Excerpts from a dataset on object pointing
————————

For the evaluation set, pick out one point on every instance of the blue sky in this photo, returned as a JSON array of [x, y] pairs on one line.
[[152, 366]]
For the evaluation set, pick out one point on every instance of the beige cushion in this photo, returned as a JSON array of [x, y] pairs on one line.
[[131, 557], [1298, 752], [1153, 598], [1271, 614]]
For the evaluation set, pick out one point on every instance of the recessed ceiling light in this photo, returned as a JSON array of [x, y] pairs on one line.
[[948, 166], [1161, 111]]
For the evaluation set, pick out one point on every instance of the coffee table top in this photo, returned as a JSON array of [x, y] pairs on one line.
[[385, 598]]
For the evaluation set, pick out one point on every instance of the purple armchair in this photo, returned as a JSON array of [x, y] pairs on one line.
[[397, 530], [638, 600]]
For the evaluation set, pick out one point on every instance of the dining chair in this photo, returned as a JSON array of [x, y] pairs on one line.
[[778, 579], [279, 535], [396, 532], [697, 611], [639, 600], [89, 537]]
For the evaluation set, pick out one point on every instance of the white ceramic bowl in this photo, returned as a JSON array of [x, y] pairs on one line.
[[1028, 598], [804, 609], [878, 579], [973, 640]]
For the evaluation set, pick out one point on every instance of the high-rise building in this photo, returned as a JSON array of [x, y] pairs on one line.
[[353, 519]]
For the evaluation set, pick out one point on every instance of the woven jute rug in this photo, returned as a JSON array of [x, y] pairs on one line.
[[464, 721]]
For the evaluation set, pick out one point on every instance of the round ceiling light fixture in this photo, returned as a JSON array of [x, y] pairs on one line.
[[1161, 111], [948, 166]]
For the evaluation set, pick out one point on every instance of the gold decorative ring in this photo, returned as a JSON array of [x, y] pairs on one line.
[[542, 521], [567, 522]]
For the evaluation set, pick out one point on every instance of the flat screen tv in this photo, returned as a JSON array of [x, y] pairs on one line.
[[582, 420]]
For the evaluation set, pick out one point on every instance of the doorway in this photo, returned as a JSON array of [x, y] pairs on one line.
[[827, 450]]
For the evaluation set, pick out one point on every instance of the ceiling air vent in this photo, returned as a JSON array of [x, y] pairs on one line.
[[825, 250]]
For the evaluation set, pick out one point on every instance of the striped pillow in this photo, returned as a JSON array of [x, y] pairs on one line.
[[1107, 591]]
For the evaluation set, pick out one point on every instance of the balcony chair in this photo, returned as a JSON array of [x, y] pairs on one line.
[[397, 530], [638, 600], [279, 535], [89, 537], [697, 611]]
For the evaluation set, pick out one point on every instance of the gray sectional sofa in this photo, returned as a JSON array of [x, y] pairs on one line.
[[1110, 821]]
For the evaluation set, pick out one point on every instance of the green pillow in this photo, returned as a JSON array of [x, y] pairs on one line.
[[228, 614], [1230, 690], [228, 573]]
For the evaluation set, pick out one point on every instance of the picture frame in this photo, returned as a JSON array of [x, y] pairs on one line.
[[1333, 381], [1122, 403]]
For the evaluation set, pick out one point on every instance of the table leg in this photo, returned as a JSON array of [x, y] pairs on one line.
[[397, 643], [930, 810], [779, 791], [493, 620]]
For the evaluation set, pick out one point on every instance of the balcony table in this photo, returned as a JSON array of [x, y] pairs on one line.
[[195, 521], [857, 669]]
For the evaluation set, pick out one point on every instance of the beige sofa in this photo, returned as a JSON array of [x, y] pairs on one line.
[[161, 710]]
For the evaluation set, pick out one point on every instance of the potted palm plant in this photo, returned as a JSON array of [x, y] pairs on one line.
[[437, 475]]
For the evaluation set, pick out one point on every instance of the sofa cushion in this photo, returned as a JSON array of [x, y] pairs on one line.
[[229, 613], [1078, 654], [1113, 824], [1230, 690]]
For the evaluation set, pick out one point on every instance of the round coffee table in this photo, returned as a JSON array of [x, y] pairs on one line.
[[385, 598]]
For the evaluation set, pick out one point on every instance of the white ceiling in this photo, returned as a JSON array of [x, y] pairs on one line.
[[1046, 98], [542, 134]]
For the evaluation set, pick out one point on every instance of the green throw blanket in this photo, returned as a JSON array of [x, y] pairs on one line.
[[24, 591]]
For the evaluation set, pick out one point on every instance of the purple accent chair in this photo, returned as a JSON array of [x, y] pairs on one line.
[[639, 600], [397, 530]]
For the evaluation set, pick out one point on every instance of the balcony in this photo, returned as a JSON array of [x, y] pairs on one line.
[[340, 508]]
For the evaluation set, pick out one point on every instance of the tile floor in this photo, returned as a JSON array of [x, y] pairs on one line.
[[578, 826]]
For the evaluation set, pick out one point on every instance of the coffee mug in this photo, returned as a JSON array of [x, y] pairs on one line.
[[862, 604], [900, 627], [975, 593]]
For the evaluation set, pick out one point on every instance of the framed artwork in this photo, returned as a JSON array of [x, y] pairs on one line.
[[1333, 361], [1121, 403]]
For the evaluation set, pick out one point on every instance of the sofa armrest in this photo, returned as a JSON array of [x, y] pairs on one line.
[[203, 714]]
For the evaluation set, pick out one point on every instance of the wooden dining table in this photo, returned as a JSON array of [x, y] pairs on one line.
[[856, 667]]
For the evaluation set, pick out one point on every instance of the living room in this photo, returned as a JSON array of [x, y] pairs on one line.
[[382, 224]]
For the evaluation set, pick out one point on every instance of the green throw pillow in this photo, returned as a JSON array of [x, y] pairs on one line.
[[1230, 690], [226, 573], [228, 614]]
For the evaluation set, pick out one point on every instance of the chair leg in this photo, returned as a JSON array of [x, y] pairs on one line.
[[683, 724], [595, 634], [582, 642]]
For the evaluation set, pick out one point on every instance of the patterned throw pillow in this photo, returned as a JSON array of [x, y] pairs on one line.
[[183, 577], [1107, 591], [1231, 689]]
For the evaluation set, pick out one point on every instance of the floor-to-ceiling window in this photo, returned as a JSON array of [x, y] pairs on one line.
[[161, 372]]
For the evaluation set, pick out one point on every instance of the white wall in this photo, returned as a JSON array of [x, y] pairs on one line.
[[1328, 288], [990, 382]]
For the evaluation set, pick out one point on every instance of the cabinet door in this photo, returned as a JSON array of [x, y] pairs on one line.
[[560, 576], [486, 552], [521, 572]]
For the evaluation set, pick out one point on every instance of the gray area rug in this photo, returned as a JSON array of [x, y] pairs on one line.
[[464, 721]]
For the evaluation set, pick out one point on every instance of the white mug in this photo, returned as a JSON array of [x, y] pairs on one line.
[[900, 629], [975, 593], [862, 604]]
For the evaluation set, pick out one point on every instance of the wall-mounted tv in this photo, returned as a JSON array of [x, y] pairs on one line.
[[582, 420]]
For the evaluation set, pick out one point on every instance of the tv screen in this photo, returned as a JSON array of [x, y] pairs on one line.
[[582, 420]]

————————

What to do: Rewrite every line of the items above as a numbered list, skipping any blank lines.

Exercise response:
1. For the evaluation set, pick out one point on every instance of the blue sky in this photo, returned as a JSON array of [x, y] pairs on one line.
2. [[152, 366]]
3. For the evaluation set, pick out one point on every instance of the beige cushion in this photo, returned as a JSON array of [x, y] pairs on one line.
4. [[131, 557], [1298, 752], [1153, 598], [1271, 614]]
5. For the evaluation set, pick out one point on every instance of the recessed ceiling light in this photo, returned as a JSON array of [x, y] pairs on one line.
6. [[948, 166], [1161, 111]]
7. For the evaluation set, pick out one point on every instance of the coffee table top in this photo, returned as a JSON array of [x, y] pairs on one line.
8. [[385, 598]]
9. For the evaluation set, pick out one point on every instance of the purple armchair in this photo, returned as a JSON array of [x, y] pairs on one line.
10. [[397, 530], [638, 600]]
11. For the evaluation set, pick out one point on every instance of the dining chair in this photo, returned as a JSON array of [x, y] pairs on one line.
12. [[778, 579], [279, 535], [396, 532], [697, 611], [639, 600], [89, 537]]
13. For the evaluation set, pick out one point on every instance of the white ceramic bowl in this photo, returned as a JSON array of [x, y] pairs on one line.
14. [[1028, 598], [804, 609], [878, 579], [973, 640]]
15. For the evaluation set, pick out one point on every instance of the high-rise building in this photo, returned as a JSON array of [x, y] pairs on one line.
16. [[353, 519]]
17. For the evaluation set, pick out one point on every instance of the woven jute rug in this photo, returned as a JSON array of [x, y] pairs on one line.
18. [[464, 721]]
19. For the evaluation set, pick out one point on every instance of the round ceiling light fixture in this photo, returned as a JSON array of [x, y] pairs on one line.
20. [[1161, 111], [948, 166]]
21. For the evaluation set, pick out one point on every instance of the gold decorative ring in this photo, returned as a JSON array of [x, y] pairs on one line.
22. [[542, 521], [567, 522]]
23. For the evaluation set, pick out one point on every instance of the flat screen tv in this photo, returned as a JSON array of [x, y] pairs on one line.
24. [[582, 420]]
25. For the evaluation set, pick out one point on every instance of the doorway in this photo, returned as a JSON array of [x, y] pairs on one line.
26. [[827, 450]]
27. For the evaluation set, pick out one point on every instance of the ceiling air vent in this photo, returned as a JSON array of [x, y] pairs on one line.
28. [[825, 250]]
29. For the evaluation set, pick out one point on every instance of the striped pillow in this photo, returned as a JSON array of [x, y] pairs on one line.
30. [[1107, 591]]
31. For the evaluation set, pick out one point on every instance of the balcony chair in this photo, returned as a JSON array of [x, y] pairs on one line.
32. [[397, 530], [638, 600], [279, 535], [89, 537], [697, 611]]
33. For the evaluation set, pick out one point on every instance of the gray sectional sofa in this photo, returned as a JSON array of [x, y] pairs on one line.
34. [[1110, 821]]
35. For the evaluation set, pick out one point on every instance of the green pillow in this photo, returned as a JSON array of [x, y] pairs on one line.
36. [[228, 614], [1230, 690], [228, 573]]
37. For the evaluation set, pick out one point on every instance of the picture frame in this photo, returned as a JSON array of [x, y] pairs on one line.
38. [[1333, 381], [1122, 403]]
39. For the evaluation set, pick out one point on every instance of the table leg in this photo, returned as a JSON array of [x, y] pairs on one line.
40. [[397, 643], [930, 810], [779, 791], [493, 620]]
41. For the evaluation set, pick out one point on every instance of the balcony table in this photo, returned as a JSON array of [x, y] pairs on one line.
42. [[195, 521], [857, 669]]
43. For the evaluation set, pick out one point on every instance of the beige sofa in this photo, returned as a JSON array of [x, y] pairs on one line.
44. [[161, 710]]
45. For the evaluation set, pick out one point on every instance of the potted palm plant in this photo, returned as a JSON array of [x, y] pairs on one line.
46. [[437, 475]]
47. For the evaluation set, pick out one point on every instance of the sofa cushion in this photo, returned as a JSON array of [x, y] pairs on one line.
48. [[229, 613], [1078, 654], [1113, 824], [1230, 690]]
49. For the evaluation set, pick out one point on every instance of the round coffee table in this photo, returned as a JSON array of [x, y] pairs on one line.
50. [[385, 598]]
51. For the evaluation set, pick out one point on every instance of the white ceiling in this photo, returned as a JSON array of [x, y] pairs on one line.
52. [[1046, 98], [542, 134]]
53. For the evaluation set, pick out one point on every instance of the green throw blanket in this photo, returned as a JSON array of [x, y] pairs on one line.
54. [[24, 591]]
55. For the evaluation set, pick out one point on every instance of the purple accent chair in this photo, returned as a JSON array of [x, y] pairs on one line.
56. [[639, 600], [397, 530]]
57. For the evaluation set, pick out one point on every instance of the balcony in this photo, returned as a JSON array of [x, y] pairs on one line.
58. [[340, 508]]
59. For the evaluation set, pick out one point on every instance of the tile floor in this photo, returned as a JSON array of [x, y] pairs on one line.
60. [[578, 826]]
61. For the evaluation set, pick out one point on every instance of the coffee mug in this photo, returned as a JSON array of [x, y] pairs on one line.
62. [[862, 604], [900, 627], [975, 593]]
63. For the evaluation set, pick out one point on every instance of the framed artwork in this photo, returned as a JSON array of [x, y] pairs on one line.
64. [[1333, 361], [1121, 403]]
65. For the evaluation set, pick out one point on every instance of the sofa armrest in this photo, returned as a JSON array of [x, y] pairs on one line.
66. [[203, 714]]
67. For the evaluation set, pick out one point on every instance of the wooden dining table in this photo, returned as a JSON array of [x, y] pairs on one line.
68. [[856, 667]]
69. For the evaluation set, pick out one point on every instance of the living room in this photo, returned as a JSON array of [x, y] pairs on one line.
70. [[382, 224]]
71. For the evaluation set, pick out one point on every instance of the green throw pillow in this photo, returned as a JSON array of [x, y] pairs on one line.
72. [[1230, 690], [226, 573], [228, 614]]
73. For the evaluation set, pick out one point on every instance of the chair leg in this photo, returned as a JSON array of [x, y] pairs on one line.
74. [[683, 724], [595, 634], [582, 642]]
75. For the evaluation set, pick out one point on every instance of the patterned throw pillow in this photo, returned as a JSON array of [x, y] pairs on one line.
76. [[183, 577], [1107, 591], [1231, 689]]
77. For the evaluation set, pick out one point on every instance of the floor-to-ceiling window in this photo, returned as a JSON array of [x, y] pairs on one line.
78. [[161, 372]]
79. For the evaluation set, pick out one point on every instance of the white wall in this photo, returned as a JSON array of [x, y] pairs on one line.
80. [[1328, 288], [990, 382]]
81. For the evaluation set, pick out one point on every instance of the cabinet door in this photo, returned as a JSON array of [x, y] pairs on one line.
82. [[560, 576], [486, 552], [521, 572]]
83. For the evaluation set, pick out one point on every instance of the gray area rug in this photo, returned as a JSON array of [x, y] pairs on one line.
84. [[464, 721]]
85. For the evaluation set, pick out one point on every instance of the white mug in this photo, returned as a JSON array of [x, y] pairs on one line.
86. [[900, 629], [975, 593], [862, 604]]
87. For the evaluation set, pick out one point on every instance of the wall-mounted tv in this photo, returned as a JSON array of [x, y] pairs on one line.
88. [[582, 420]]
89. For the evaluation set, pick out one point on every instance of the tv screen in this photo, returned as a JSON array of [x, y] pairs on one line.
90. [[582, 420]]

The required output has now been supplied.